# Qdrant

> **High-performance vector database for semantic search and RAG applications — GPU-accelerated indexing**

Qdrant is an open-source, production-ready vector database written in Rust. It delivers fast approximate nearest neighbor (ANN) search across billions of vectors with advanced filtering, payload indexing, and multi-vector support. It's the backbone of many production RAG (Retrieval-Augmented Generation) pipelines and semantic search applications.

**GitHub:** [qdrant/qdrant](https://github.com/qdrant/qdrant) — 22K+ ⭐

***

## Why Qdrant?

| Feature                 | Qdrant     | Pinecone     | Weaviate | Chroma   |
| ----------------------- | ---------- | ------------ | -------- | -------- |
| Open source             | ✅          | ❌            | ✅        | ✅        |
| Rust performance        | ✅          | —            | ❌ Go     | ❌ Python |
| Filtering at query time | ✅ Advanced | ✅ Basic      | ✅        | ✅ Basic  |
| Multi-vector            | ✅          | ❌            | ✅        | ❌        |
| Disk-based HNSW         | ✅          | ✅            | ✅        | ❌        |
| Payload indexing        | ✅          | Limited      | ✅        | Limited  |
| gRPC + REST             | ✅ Both     | ✅ REST       | ✅        | REST     |
| Self-hosted             | ✅          | ❌ Cloud only | ✅        | ✅        |

{% hint style="success" %}
**Qdrant is written in Rust** — delivering C-level performance with memory safety. Benchmark tests show Qdrant is consistently **1.5–3x faster** than Python-based alternatives like Chroma for high-load scenarios.

•••

WORK INSTRUCTIONS: Could you continue the Qdrant page, starting right after its last sentence, in the same style?

SUPPLIED ENTRIES:
•••

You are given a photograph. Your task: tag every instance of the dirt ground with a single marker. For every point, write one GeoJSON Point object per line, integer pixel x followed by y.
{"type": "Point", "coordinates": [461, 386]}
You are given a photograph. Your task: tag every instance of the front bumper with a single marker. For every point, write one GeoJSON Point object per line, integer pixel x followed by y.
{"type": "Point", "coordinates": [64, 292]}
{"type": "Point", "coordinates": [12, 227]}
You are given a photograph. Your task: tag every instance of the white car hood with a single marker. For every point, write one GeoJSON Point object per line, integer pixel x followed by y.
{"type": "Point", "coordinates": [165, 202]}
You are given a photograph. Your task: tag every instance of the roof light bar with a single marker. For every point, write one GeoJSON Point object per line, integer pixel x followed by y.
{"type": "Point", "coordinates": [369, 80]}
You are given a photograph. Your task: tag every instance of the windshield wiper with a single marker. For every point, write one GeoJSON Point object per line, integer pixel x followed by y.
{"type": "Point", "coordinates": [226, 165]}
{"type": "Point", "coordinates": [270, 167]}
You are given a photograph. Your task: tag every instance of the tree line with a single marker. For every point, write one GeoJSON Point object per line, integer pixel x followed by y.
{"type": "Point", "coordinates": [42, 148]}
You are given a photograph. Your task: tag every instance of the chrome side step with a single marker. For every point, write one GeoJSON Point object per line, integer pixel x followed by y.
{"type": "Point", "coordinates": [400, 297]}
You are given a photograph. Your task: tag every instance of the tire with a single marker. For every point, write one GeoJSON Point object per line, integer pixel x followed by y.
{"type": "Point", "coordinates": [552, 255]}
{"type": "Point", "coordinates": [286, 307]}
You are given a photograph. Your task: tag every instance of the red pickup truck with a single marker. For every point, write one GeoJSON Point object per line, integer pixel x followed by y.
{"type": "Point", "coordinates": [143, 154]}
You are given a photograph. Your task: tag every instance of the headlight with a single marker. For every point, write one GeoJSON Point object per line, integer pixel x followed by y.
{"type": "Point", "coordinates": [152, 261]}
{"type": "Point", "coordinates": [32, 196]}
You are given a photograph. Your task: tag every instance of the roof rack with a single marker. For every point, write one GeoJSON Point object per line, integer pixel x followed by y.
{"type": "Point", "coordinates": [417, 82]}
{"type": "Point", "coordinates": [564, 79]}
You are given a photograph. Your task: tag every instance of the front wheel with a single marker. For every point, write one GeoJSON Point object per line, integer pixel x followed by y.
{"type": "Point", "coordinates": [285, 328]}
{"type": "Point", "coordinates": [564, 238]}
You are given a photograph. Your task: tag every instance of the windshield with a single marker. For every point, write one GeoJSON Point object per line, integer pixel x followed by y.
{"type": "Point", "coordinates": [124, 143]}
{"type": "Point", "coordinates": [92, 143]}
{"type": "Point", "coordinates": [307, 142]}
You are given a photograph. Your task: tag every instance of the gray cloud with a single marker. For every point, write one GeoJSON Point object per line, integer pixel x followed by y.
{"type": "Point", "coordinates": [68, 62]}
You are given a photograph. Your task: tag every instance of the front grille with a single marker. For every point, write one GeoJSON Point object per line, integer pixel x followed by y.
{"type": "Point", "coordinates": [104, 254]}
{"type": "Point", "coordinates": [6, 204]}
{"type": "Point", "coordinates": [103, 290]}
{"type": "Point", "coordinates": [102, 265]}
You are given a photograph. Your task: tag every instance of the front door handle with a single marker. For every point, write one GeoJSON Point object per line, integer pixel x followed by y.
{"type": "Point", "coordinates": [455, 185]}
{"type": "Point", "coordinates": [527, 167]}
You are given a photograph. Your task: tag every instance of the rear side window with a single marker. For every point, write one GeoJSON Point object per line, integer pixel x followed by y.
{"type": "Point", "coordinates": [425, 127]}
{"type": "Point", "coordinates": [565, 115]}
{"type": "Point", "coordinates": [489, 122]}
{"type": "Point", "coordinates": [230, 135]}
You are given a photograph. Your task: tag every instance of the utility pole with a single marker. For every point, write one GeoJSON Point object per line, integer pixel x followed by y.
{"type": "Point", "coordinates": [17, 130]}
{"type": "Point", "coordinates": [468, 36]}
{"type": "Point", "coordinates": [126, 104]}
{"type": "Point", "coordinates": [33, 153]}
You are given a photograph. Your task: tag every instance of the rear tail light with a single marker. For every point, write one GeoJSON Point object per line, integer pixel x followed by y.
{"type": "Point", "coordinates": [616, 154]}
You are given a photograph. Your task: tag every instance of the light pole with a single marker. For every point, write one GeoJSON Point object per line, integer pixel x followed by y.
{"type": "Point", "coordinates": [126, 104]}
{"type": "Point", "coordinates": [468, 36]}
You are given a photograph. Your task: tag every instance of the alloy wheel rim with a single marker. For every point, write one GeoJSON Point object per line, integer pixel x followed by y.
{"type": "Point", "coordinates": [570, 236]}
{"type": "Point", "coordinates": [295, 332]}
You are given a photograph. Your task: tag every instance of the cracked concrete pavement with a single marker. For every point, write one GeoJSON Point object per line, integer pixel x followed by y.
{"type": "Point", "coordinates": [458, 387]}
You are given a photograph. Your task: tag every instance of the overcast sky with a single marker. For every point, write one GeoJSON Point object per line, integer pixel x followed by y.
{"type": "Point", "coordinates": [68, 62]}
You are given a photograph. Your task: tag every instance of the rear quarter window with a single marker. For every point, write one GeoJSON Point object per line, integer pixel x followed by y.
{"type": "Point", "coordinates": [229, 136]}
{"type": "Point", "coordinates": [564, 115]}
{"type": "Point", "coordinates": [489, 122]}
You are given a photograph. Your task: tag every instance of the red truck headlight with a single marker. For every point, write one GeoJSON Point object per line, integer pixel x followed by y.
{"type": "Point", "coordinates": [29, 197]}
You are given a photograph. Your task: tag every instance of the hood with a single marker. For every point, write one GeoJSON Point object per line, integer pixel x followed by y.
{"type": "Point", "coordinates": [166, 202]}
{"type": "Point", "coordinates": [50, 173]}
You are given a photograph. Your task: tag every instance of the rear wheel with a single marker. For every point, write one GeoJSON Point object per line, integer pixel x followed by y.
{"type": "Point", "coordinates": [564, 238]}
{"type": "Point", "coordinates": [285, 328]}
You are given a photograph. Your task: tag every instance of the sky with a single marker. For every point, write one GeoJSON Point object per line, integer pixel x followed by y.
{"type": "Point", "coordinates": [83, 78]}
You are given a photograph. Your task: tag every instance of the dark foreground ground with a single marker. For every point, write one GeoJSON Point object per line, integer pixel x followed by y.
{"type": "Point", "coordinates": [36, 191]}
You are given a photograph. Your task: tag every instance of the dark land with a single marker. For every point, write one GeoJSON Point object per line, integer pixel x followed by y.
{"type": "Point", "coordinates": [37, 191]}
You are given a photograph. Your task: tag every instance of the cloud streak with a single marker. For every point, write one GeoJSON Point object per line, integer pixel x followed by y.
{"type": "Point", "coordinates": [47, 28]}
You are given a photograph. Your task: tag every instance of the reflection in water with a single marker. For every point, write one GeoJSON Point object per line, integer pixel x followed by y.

•••

EXERCISE RESPONSE:
{% endhint %}

***

## Key Use Cases

* **RAG (Retrieval-Augmented Generation)** — find relevant context for LLM prompts
* **Semantic search** — search by meaning, not just keywords
* **Recommendation systems** — find similar items by embedding similarity
* **Duplicate detection** — identify near-duplicate content
* **Anomaly detection** — find vectors far from cluster centers
* **Image/audio similarity search** — multimodal retrieval

***

## Prerequisites

* Clore.ai account with GPU rental
* Basic familiarity with REST APIs or Python
* Your embedding model of choice (OpenAI, SentenceTransformers, etc.)

***

## Step 1 — Rent a Server on Clore.ai

Qdrant is primarily CPU/RAM-bound for serving, but benefits from GPU when:

* Generating embeddings alongside serving (embedding model on same server)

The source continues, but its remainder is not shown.